Extract to read START

Music Therapy For Pain Relief

Music Therapy Helps With Pain Relief

Listening to music

It seems that music helps us to feel less pain. Research has been carried out with children about to have a medical procedure. Those listening to music were less aware of any pain caused. In turn this of course helps medical staff to perform medical procedures more easily and the patients are less stressed. (Source:University of Alberta).

Music can also soothe and lower stress levels for those who are terrified of the dentist’s drill.

What happens when we feel pain?

When our body suffers pain it sends electrochemical signals to the brain via the spinal cord. In the brain there are several areas which process these signals until it realises ‘Ouch that hurts’.

Listening to ‘pleasant’ music meanwhile releases our favourite brain chemical, dopamine. Dopamine is the messenger; it has many functions but the one most picked up on is its function to signal stimulation. Robert Zatorre, a professor of music and emotion at McGill University supports the theory that music releases dopamine, “This change is strongly associated with other rewarding and motivating stimuli,” he says, “Such as food, sex and certain addictive drugs.”

“It is for this reason that scientists believe that music’s ability to make us feel good may be one way it helps alleviate pain.”

So music can also affect our perception of pain. Of course we all favour different kinds of music but it is usually ‘pleasant’ music which has positive effects. Pleasant? Well in the study, romantic or harmonious music such as The Blue Danube Waltz qualifies whereas something with clashing notes is not likely to help.

Extract to read END
Information supplied START

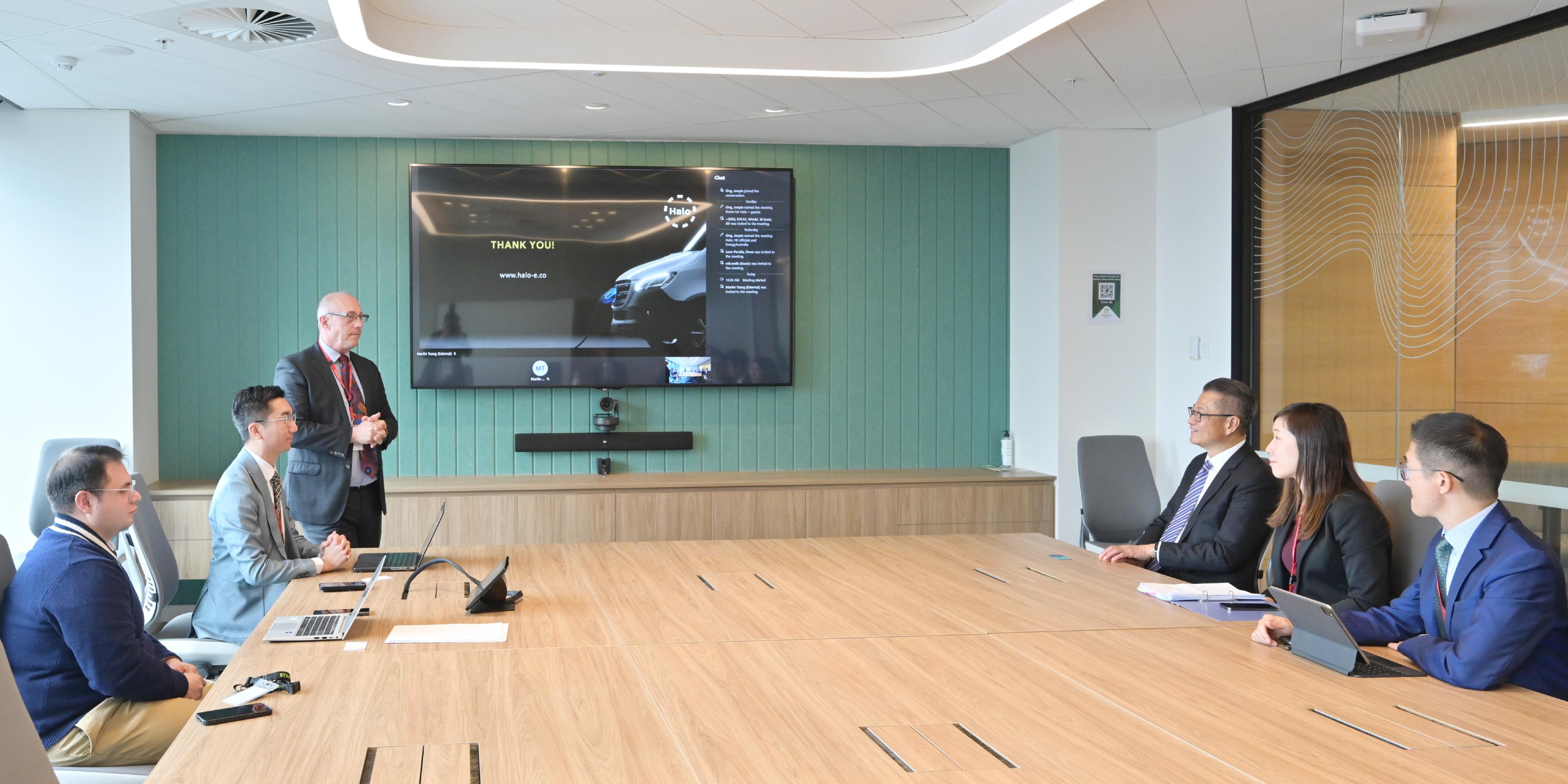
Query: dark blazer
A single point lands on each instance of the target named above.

Information supplied END

Things to do →
A. According to the music therapy article, which brain chemical does listening to pleasant music release?
B. In the music therapy article, list the rewarding and motivating stimuli that Robert Zatorre names.
C. Rewrite everything in the music therapy article from "It seems that" down to "the dentist’s drill.", using "young patients" in place of "children".

Exercise results →
A. Dopamine

B.
- Food
- Sex
- Certain addictive drugs

C.
It seems that music helps us to feel less pain. Research has been carried out with young patients about to have a medical procedure. Those listening to music were less aware of any pain caused. In turn this of course helps medical staff to perform medical procedures more easily and the patients are less stressed. (Source:University of Alberta).

Music can also soothe and lower stress levels for those who are terrified of the dentist’s drill.